Copy out all of the records below, swapping every occurrence of "photo" for "image" and changing nothing else. Omit the pictures from your version.

* start Working data *

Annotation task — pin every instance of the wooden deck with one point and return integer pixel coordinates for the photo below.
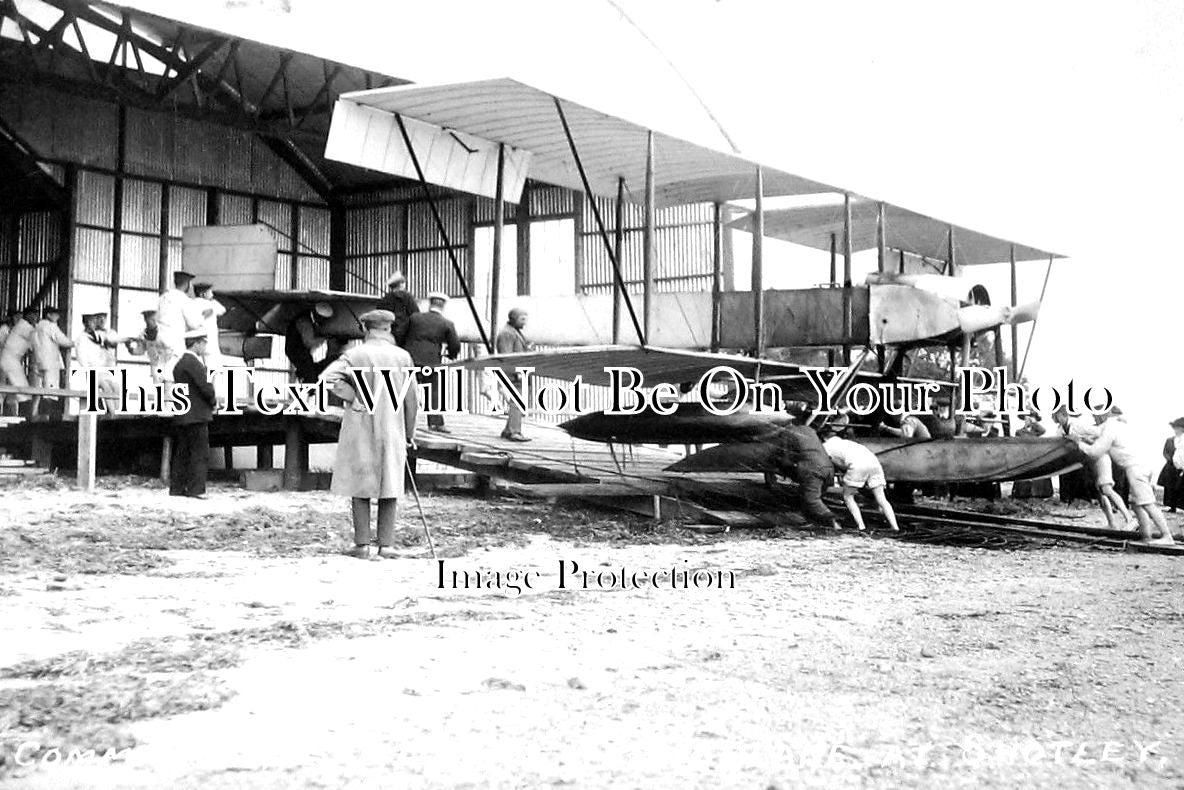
(557, 466)
(552, 466)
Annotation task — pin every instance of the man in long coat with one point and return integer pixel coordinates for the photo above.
(510, 340)
(191, 438)
(428, 333)
(375, 437)
(12, 357)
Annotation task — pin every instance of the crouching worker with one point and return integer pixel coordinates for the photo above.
(803, 460)
(373, 444)
(860, 468)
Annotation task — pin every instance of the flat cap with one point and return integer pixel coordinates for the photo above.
(377, 316)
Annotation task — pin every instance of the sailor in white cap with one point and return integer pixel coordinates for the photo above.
(374, 438)
(211, 309)
(148, 342)
(171, 320)
(191, 429)
(49, 340)
(95, 348)
(428, 333)
(399, 301)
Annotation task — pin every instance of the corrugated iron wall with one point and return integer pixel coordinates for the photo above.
(404, 236)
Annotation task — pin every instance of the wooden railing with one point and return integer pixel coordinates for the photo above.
(88, 429)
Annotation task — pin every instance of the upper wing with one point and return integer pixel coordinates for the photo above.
(270, 312)
(656, 365)
(660, 366)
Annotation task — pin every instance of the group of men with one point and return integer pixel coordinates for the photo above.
(1106, 442)
(811, 460)
(430, 338)
(36, 340)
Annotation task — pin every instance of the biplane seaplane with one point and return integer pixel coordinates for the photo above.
(487, 137)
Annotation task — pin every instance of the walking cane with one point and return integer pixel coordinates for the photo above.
(423, 519)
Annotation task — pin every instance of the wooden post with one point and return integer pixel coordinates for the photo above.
(42, 451)
(1015, 327)
(166, 458)
(88, 441)
(847, 278)
(522, 219)
(618, 242)
(834, 281)
(495, 267)
(834, 259)
(578, 199)
(295, 455)
(951, 262)
(716, 274)
(338, 248)
(758, 265)
(648, 242)
(881, 239)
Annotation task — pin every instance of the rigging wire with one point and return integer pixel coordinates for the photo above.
(735, 149)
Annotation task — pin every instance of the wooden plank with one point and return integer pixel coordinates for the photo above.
(88, 440)
(592, 489)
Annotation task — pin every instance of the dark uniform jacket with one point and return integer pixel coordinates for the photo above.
(404, 306)
(426, 333)
(800, 449)
(190, 370)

* end Working data *

## Response to this exercise
Annotation task — pin every instance of the wooden deck with one point and return integer pixel coordinates for the image below.
(557, 466)
(552, 466)
Annotation task — pin every instance of the man in long coat with one point and return integer pixel coordinates for the image above.
(510, 340)
(191, 438)
(428, 333)
(375, 437)
(12, 357)
Annotation task — pin every instance of the crouching worker with one point and return integer pixel coordinates for the image above.
(803, 460)
(373, 444)
(860, 468)
Annotation task — pin every instance of the flat cap with one point and return integer pixel coordinates for the image above.
(377, 316)
Annotation task — pin every instance of the sailor in white cap with one point and return integer pixel coordinates for the image above.
(374, 438)
(211, 309)
(148, 342)
(171, 320)
(191, 429)
(49, 340)
(95, 348)
(428, 333)
(399, 301)
Annotation task — pin every instance of the corrugated iron wall with one point and return integer pixel coordinates for the image above.
(404, 236)
Annotation task — pin every instance of the wooden railing with one point and return integer pixel coordinates for the image above.
(88, 429)
Annotation task — pin every instance of the upper wing with one point and return integer pixel coordinates for the image above.
(270, 312)
(656, 365)
(660, 366)
Annotation task — pin every instance of the group of men with one point and return integer pixel coordinates for the image above.
(1106, 442)
(811, 460)
(430, 338)
(36, 340)
Annotation task — pin every instance of the biplane seaplane with one point and return integer pixel coordinates for the image above.
(487, 137)
Annotation task — pin every instance of the walking cane with one point and return integer pixel coordinates for the image above.
(423, 519)
Annotation task — pin every instance of the wooden post with one point and return integer pixel coordinates for the image above.
(42, 451)
(1015, 327)
(166, 458)
(88, 441)
(847, 278)
(522, 219)
(618, 242)
(834, 281)
(495, 267)
(834, 259)
(578, 199)
(295, 455)
(951, 262)
(716, 274)
(338, 248)
(758, 265)
(648, 242)
(881, 239)
Annotation task — pin every instance of the rigging wire with one point and return integer pixel coordinates for the image above.
(735, 149)
Annotation task — pin every instance of the wooden plank with one point and return integer pixel coordinates for the image above.
(88, 440)
(592, 489)
Annotation task — pin every instance of the dark uniform jacket with one point and return integer pixel coordinates for the image above.
(404, 306)
(426, 333)
(800, 449)
(190, 370)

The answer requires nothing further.